Assignment
Give the records again exactly. Pictures do not belong in the copy.

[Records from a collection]
——————

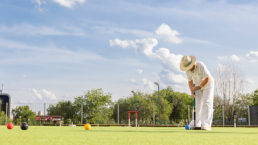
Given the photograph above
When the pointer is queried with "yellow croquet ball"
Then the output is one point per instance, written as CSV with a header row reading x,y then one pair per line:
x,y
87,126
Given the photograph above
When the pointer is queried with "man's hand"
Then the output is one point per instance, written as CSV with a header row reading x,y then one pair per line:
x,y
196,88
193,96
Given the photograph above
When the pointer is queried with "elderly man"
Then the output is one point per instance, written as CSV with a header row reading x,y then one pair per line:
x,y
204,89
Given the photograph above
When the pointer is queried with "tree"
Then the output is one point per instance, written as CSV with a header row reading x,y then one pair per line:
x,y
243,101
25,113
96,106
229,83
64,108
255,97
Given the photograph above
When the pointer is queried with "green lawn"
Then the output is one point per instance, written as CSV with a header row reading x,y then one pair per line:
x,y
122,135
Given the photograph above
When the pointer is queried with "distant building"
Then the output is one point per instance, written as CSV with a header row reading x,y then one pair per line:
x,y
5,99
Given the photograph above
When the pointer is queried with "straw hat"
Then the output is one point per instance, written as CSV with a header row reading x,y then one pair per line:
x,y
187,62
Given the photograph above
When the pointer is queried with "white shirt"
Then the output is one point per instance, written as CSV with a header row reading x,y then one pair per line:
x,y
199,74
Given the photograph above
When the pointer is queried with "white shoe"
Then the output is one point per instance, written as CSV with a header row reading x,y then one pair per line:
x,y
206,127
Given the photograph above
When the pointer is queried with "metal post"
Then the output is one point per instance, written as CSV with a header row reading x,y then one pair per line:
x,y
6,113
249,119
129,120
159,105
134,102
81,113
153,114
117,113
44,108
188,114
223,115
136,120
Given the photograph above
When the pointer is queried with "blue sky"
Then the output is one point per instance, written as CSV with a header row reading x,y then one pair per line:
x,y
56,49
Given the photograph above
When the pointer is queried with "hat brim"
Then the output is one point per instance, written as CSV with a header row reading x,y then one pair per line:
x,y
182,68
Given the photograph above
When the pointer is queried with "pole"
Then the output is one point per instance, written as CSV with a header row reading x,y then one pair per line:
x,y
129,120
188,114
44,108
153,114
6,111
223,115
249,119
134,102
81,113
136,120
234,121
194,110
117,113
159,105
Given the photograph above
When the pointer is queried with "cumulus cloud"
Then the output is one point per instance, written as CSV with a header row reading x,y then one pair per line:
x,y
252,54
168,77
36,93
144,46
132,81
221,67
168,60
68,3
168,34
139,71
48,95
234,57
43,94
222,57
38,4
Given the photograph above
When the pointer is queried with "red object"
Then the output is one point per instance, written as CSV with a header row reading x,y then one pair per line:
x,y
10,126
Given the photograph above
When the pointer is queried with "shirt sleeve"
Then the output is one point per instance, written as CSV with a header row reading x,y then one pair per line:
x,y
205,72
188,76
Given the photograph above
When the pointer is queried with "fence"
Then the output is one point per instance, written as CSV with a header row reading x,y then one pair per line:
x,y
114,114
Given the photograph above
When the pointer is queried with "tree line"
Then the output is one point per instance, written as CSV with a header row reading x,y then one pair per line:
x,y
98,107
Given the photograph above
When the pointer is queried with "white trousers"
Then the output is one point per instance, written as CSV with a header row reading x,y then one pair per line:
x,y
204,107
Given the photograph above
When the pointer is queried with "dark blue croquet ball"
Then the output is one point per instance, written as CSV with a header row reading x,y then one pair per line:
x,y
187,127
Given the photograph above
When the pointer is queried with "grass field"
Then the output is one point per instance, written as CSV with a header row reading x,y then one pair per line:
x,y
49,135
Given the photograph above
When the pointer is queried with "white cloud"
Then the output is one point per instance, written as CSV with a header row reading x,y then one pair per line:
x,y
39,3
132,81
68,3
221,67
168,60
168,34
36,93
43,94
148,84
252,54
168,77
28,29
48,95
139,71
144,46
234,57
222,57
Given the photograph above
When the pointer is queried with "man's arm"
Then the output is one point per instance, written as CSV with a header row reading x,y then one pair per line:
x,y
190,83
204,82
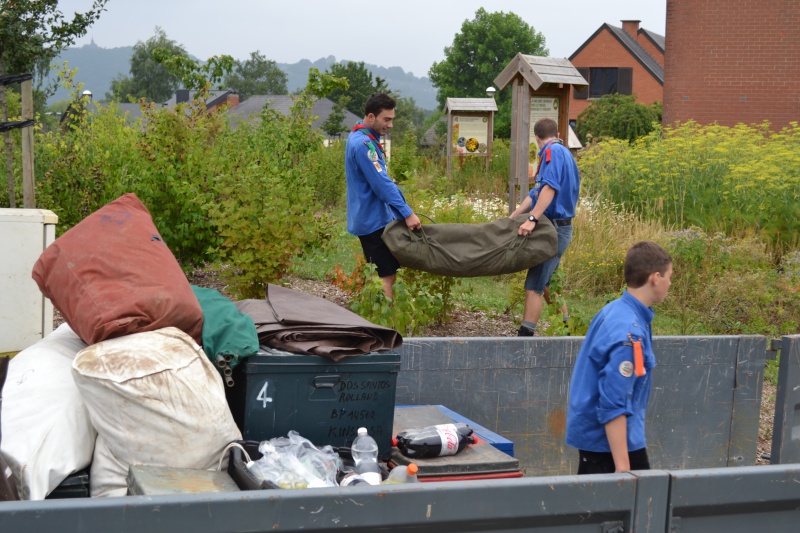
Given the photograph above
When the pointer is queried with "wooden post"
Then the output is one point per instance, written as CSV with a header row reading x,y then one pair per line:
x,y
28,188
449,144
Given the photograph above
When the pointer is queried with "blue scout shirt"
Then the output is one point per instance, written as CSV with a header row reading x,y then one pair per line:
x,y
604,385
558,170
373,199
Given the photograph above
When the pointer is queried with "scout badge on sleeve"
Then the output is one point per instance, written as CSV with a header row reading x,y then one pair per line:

——————

Expected answer
Given the photograph above
When the pointer is queried with "yellow croquet ball"
Then the output is one point per instance, written as CSV with a header row reading x,y then one pair per line:
x,y
87,126
Given the photograph above
When the pointer is queried with "man's hand"
Then the output is one point per instance, written as CSV with a header row reading x,y then one pair per line:
x,y
196,88
193,96
Given the photograph above
When the pointer is queried with "elderly man"
Then the output is one point per instance, written as CSV with a header row reading x,y then one pair per line:
x,y
204,89
Given the photograph above
When the pointer is queried with "tree"
Then the output is one point per instance, written as CSV with a header row reading x,y then one pair per line:
x,y
243,101
25,113
96,106
229,83
64,108
255,97
Given the photograph above
When the pointer is queried with "green lawn"
Then the output is one point per instance, written as CSV with a header row reading x,y then one pair per line:
x,y
122,135
Given the photograph above
When the pointer is queried with "distant building"
Then the output is one point per instance, written as CSV with a header row reading x,y then one pair per line:
x,y
5,99
Given the photograph above
When the pointer is queried with "straw hat"
Then the output is one point per instance, written as CSV with a header row reading x,y then one pair per line:
x,y
187,62
Given the photograph above
When the pointer is queried with "white shirt"
Then the output is one point per instance, written as CSV with a header row reading x,y then one pair per line:
x,y
199,74
Given the photograph above
When the pointer is queried with "white shoe"
Then the output is one point per instance, written as CSV with a header row reading x,y then one pair per line:
x,y
206,127
Given the photograph above
When the pointer is queried with "metal post"
Then the output is one point per instance, written as CSV with a header row reading x,y then one pair per line:
x,y
6,113
249,119
129,120
159,105
134,102
81,113
153,114
117,113
44,108
188,114
223,115
136,120
Given the photograph above
When the pointer is queried with "blue sky"
Then the output is one point per instance, written as CSV with a header row reading x,y then one pair per line:
x,y
56,49
Given the photograph above
When the pointer is queried with "hat brim"
Then the output is one point per instance, written as CSV with a header row reading x,y then one pair per line:
x,y
182,68
Given the photograph above
When the pointer is queried with "pole"
Then the output is one point per instance, written as CSV with a header row reading x,y then one pair per line:
x,y
129,120
188,114
44,108
153,114
6,111
223,115
249,119
134,102
81,113
136,120
234,121
194,110
117,113
159,105
Given the photograph above
When the pointer is queried with "cumulus cloud"
Then the output is one point per instance, written as CSV with a header row reading x,y then one pair per line:
x,y
252,54
168,77
36,93
144,46
132,81
221,67
168,60
68,3
168,34
139,71
48,95
234,57
43,94
222,57
38,4
Given the photograph above
When the pointer is queried with "red object"
Then the output is one point per instance, written as CSV with a header row reading x,y then one pair per line:
x,y
10,126
Given the photograph above
When the pointer is queried with "shirt sleeve"
Then the output is one point per instance, written as CSV with a header row reading x,y then one pair per line:
x,y
205,72
188,76
Given the photograph above
When the pointer is queried with "fence"
Then the output is one point per instance, written as CSV with a header row reading x,y then one pair per line:
x,y
114,114
Given the photograph above
When the pointer is queried with "tree line"
Then the output is one point per instance, written as CSV with a header row reading x,y then one pair per line:
x,y
98,107
Given the photograph above
When the pointer is queried with "white trousers"
Then the output is one point per instance, written as CSV with a header row reading x,y then one pair per line:
x,y
204,107
Given the photograph above
When the pointer is queried with "dark blue croquet ball"
Then the output is one point per instance, written as CSV with a header row reading x,y then one pair per line:
x,y
187,127
Given the photograph above
When the pointer is queried with "grass field"
Then the output is one point per instance, written as CSV with a header row reading x,y then one pair per line:
x,y
49,135
Given the photograph above
When the pointer is queried with "white cloud"
Then the output is one point per instance, written as CSV with a header row reading x,y then one pair per line:
x,y
39,3
132,81
68,3
221,67
168,60
168,34
36,93
43,94
148,84
252,54
168,77
28,29
48,95
139,71
144,46
234,57
222,57
Given the photograph above
When the pointer is queried with "man's arm"
Then the output is one point per instance, written as CSV with a header row reading x,y then one pair per line:
x,y
190,83
204,82
Given the photograph above
When the pointer is queried with "wooden post"
Then the output is one point per instance, written as CSV with a header row reading x,y then one pair per line:
x,y
28,188
449,144
Given the photograph above
When the pointer is queried with "blue scout shirt"
Then the output is one point per instance, written as CSV with a header row reading x,y then one pair per line:
x,y
604,385
558,170
373,199
Given the photograph above
When the pointer is queried with "scout badge on sleeve"
Then the output is one point per instance, written as CSV with a header row reading x,y then one pair per line:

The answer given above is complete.